§ DATA ENTRIES:
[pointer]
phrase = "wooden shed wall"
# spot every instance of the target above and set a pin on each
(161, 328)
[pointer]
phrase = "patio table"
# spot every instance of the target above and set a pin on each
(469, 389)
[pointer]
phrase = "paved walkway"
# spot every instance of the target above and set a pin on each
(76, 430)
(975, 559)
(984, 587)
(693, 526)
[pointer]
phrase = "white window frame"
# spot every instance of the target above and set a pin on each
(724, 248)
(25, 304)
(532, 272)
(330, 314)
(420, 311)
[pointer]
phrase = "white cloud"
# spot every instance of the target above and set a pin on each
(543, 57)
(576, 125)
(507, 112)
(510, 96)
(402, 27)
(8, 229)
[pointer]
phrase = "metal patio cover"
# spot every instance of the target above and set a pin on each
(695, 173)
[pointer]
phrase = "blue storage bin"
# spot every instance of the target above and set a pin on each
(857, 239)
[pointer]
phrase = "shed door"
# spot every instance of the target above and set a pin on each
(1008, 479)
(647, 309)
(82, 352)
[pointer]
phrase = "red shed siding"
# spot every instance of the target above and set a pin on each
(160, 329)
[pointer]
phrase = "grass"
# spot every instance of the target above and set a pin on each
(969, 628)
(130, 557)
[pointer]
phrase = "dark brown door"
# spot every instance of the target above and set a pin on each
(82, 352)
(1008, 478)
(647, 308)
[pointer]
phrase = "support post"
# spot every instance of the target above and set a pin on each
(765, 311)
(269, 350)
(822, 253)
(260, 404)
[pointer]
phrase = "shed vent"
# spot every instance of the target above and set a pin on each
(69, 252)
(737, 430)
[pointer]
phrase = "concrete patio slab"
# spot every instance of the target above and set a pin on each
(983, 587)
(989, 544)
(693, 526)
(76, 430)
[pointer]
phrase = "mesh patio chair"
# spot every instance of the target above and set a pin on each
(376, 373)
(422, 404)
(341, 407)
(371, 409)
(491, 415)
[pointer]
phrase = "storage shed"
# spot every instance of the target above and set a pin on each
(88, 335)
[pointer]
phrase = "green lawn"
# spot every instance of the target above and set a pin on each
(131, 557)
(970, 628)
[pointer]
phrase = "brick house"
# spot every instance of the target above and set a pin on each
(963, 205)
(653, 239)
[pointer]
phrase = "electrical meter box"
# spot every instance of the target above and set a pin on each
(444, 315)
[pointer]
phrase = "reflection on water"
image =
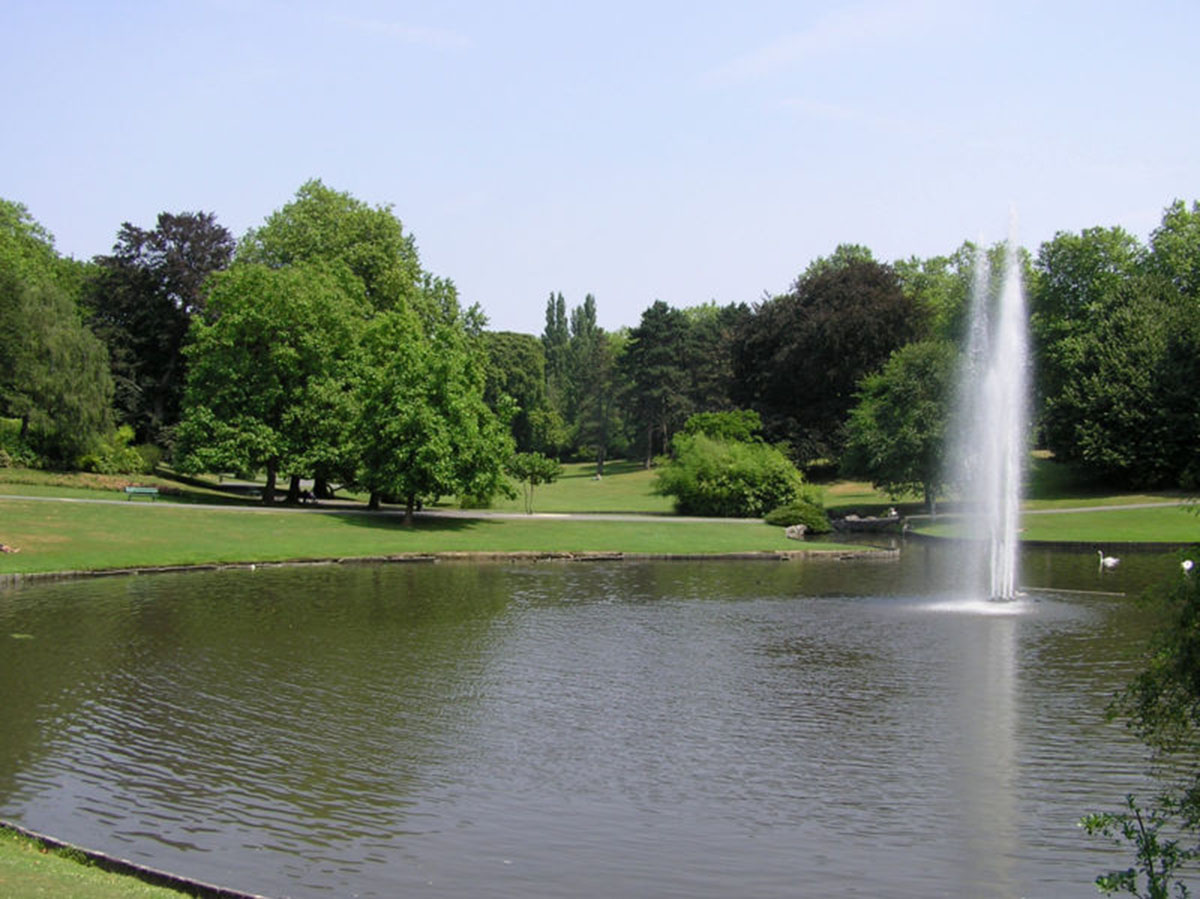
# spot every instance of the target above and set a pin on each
(669, 729)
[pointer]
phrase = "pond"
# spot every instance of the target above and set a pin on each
(713, 729)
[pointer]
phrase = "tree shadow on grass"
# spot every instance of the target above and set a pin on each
(421, 525)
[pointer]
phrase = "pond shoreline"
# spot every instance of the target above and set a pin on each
(465, 556)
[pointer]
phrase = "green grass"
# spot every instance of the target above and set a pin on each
(28, 869)
(1169, 525)
(625, 487)
(78, 535)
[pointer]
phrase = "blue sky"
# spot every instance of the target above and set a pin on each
(684, 151)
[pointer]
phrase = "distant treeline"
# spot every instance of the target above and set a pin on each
(318, 347)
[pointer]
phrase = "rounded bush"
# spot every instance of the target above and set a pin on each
(801, 513)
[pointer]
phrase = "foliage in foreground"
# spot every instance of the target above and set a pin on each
(801, 511)
(1162, 706)
(726, 478)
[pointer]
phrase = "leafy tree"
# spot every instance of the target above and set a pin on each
(53, 371)
(898, 431)
(733, 425)
(1116, 343)
(941, 285)
(516, 369)
(555, 340)
(533, 469)
(1175, 249)
(712, 330)
(655, 365)
(799, 358)
(424, 429)
(1162, 707)
(142, 299)
(269, 370)
(598, 415)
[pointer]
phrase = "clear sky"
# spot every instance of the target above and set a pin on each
(684, 151)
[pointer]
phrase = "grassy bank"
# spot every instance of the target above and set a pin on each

§ WRITTEN TASK: Repeat the material verbatim. Do not carry over any picture.

§ ANSWER FOR THIS EXERCISE:
[pointer]
phrase = "wooden shed wall"
# spot every instance of the target above and set a pin on each
(161, 328)
[pointer]
phrase = "patio table"
# spot every instance of the target above and set a pin on each
(469, 389)
[pointer]
phrase = "paved walkway"
# spot every instance of the target above and set a pin on each
(76, 430)
(975, 559)
(984, 587)
(693, 526)
[pointer]
phrase = "white window frame"
# spot every instance of the target above and set a pin on each
(724, 248)
(25, 304)
(532, 272)
(330, 314)
(420, 311)
[pointer]
phrase = "white cloud"
# spot every instance of the target above and set a pin on each
(543, 57)
(576, 125)
(507, 112)
(510, 96)
(402, 27)
(8, 229)
[pointer]
phrase = "metal patio cover"
# spot every instance of the target above and set a pin on each
(695, 173)
[pointer]
phrase = "blue storage bin"
# spot every instance of the target above and set a pin on each
(857, 239)
[pointer]
phrase = "shed door"
# spot every instance of the target above and set a pin on each
(1008, 479)
(647, 309)
(82, 352)
[pointer]
phrase = "red shed siding"
# spot every instance of the target above and set a pin on each
(160, 329)
[pointer]
phrase = "grass"
# spot every instance of the target above and set a pin on each
(969, 628)
(130, 557)
[pointer]
phrase = "dark brown door"
# spot every instance of the target above and set a pin on each
(82, 352)
(1008, 478)
(647, 308)
[pointer]
phrase = "support post"
# spot every instance of the target above and set a pin on each
(765, 311)
(269, 350)
(822, 253)
(260, 404)
[pointer]
phrase = "shed vent"
# spot every instance of the target above and set a pin on each
(69, 252)
(737, 430)
[pointer]
phrase = "concrete patio slab"
# spot every instance of the target above and set a pin on each
(983, 587)
(989, 544)
(693, 526)
(76, 430)
[pointer]
phrase = "mesh patio chair"
# spot every instance of the target above and set a pin on each
(376, 373)
(422, 404)
(341, 407)
(371, 409)
(491, 415)
[pointer]
phrase = "storage shed"
# spot every instance of the target above and set a pin on each
(88, 335)
[pointer]
phrase = "green lawn"
# spot every instance of the target above and set a pin on each
(131, 557)
(970, 628)
[pointer]
phrase = "brick house"
# spot every instance of the target above and set a pin on each
(963, 205)
(653, 239)
[pointer]
phrase = "electrical meter box"
# spot every instance of the target above and set a pin on each
(444, 315)
[pointer]
phrase = "reflection on water"
image =
# spot every instance of the target above and set a pin on each
(669, 729)
[pointer]
phrase = "pond"
# spot every instance of the target above and set a pin on each
(713, 729)
[pointer]
phrase = "tree shadow on grass"
# spot every instance of the target above and set a pin on each
(421, 525)
[pointer]
phrase = "pond shoreline"
# spot every instance of the target above and set a pin on each
(465, 556)
[pointer]
phrase = "green grass"
# spot every instance of the target above and set a pin on each
(28, 869)
(1169, 525)
(625, 487)
(78, 535)
[pointer]
phrase = "blue sky"
# spot every instance of the target above and set a pin on each
(684, 151)
[pointer]
phrase = "distant treeline"
# spot every instance of the target above and set a pin on each
(318, 347)
[pointer]
phrase = "rounded bush"
# spot every instance of the target above and set a pin on each
(801, 513)
[pointer]
phrase = "foliage in foreground"
# spot every instance of the target above and set a pin on each
(801, 511)
(1162, 706)
(726, 478)
[pointer]
phrase = "leafy tree"
# spot every instance of the target above and set a pin on each
(53, 371)
(898, 431)
(733, 425)
(1116, 343)
(941, 285)
(516, 369)
(555, 340)
(533, 469)
(1175, 249)
(712, 330)
(655, 365)
(799, 358)
(424, 429)
(1162, 707)
(142, 299)
(269, 370)
(598, 415)
[pointer]
phrase = "clear sky"
# spot every instance of the target above and set a pin on each
(684, 151)
[pointer]
phrase = "grassy bank"
# spot every instance of the target above and set a pin on each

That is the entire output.